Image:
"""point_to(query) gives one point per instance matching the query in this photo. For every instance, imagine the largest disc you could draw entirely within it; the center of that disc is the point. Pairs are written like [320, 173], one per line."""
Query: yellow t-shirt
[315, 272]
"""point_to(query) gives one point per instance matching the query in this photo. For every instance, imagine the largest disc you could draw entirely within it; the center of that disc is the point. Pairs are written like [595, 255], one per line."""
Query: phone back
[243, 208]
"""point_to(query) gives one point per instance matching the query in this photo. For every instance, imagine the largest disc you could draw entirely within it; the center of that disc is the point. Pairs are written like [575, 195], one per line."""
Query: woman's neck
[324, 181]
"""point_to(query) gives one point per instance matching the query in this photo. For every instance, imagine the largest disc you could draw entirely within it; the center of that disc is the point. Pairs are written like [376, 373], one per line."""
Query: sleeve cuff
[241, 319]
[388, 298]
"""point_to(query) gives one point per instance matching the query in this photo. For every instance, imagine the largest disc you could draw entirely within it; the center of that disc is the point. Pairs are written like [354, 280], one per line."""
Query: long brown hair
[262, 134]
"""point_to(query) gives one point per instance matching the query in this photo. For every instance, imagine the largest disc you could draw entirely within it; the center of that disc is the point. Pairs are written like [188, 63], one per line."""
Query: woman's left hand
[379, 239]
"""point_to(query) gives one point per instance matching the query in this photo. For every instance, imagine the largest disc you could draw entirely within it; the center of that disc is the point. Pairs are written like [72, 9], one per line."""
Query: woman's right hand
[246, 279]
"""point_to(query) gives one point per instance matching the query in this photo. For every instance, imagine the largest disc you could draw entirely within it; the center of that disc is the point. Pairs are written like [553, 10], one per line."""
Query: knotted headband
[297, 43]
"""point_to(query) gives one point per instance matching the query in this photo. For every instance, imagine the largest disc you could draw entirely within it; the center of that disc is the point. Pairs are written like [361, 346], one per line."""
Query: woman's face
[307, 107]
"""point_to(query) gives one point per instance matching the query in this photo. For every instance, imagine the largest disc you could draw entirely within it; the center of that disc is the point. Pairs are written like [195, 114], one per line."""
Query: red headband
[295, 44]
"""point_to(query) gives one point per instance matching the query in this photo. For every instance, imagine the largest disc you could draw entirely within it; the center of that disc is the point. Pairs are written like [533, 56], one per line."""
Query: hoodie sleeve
◆ ◆ ◆ ◆ ◆ ◆ ◆
**WHAT TO DO**
Copy out the data above, swapping every occurrence of "disc" for "circle" and leaving everything else unchanged.

**COMPLETE RESPONSE**
Image:
"""point_to(query) gives one point per instance matching the query in this photo. For every instance, imagine the largest circle you could draw entirely within it; the center of that circle is the point. Pairs are written like [320, 173], one per line."""
Query: yellow t-shirt
[315, 272]
"""point_to(query) gives one point per instance matching the query in this photo. For every instance, imagine the largest circle you could draw entirely within it; the center of that circle is the point. Pairs are written like [595, 255], one per line."""
Query: phone back
[243, 208]
"""point_to(query) gives one point per instance matching the query in this photo. For every instance, imagine the largest circle you could draw entirely within it; the center of that circle is the point. Pairs are written like [575, 195], one per line."""
Query: woman's neck
[324, 181]
"""point_to(query) gives one point per instance matching the query in this photo. For every instance, imagine the largest circle you could draw entirely within it; the center of that circle is the point. Pairs are written like [376, 373], one per line."""
Query: sleeve cuff
[241, 319]
[388, 298]
"""point_to(query) gives one point per instance matching the query in this photo. For every instance, imagine the largest circle you could draw entirely within it; the center of that circle is the point. Pairs are written like [354, 280], one per line."""
Query: long brown hair
[262, 134]
"""point_to(query) gives one point per instance matching the query in this photo. For every instance, imagine the largest circle you could draw entirely within it; the center of that circle is the point. Pairs are written like [188, 63], one per line."""
Query: woman's left hand
[379, 239]
"""point_to(query) gives one point per instance matching the query in this photo. For every instance, imagine the largest circle you could draw entirely within it; the center of that circle is the point. Pairs are written like [72, 9], one per line."""
Query: woman's right hand
[246, 279]
"""point_to(query) gives one point per instance matching the query in this photo. For every instance, imagine the largest circle you could draw entirely within it; the center of that circle is the point. Pairs are written like [553, 10], one per line."""
Query: knotted headband
[297, 43]
"""point_to(query) gives one point per instance matching the query in this photo. For every instance, imagine the largest circle you could draw entirely within it; the center of that circle is the point. Pairs are written like [361, 346], one per line."""
Query: woman's face
[307, 107]
"""point_to(query) gives one point per instance matching the query in this photo. For every instance, imagine the largest circle you could draw entirely within it; the center of that circle is the point. Pairs are written like [195, 114], one per line."""
Query: red headband
[295, 44]
"""point_to(query) gives one point per instance matching the query in this photo. For every instance, imagine the largest circle you could draw entirely within it; the center of that circle is the point. Pairs are written like [533, 56], one per line."""
Query: hoodie sleeve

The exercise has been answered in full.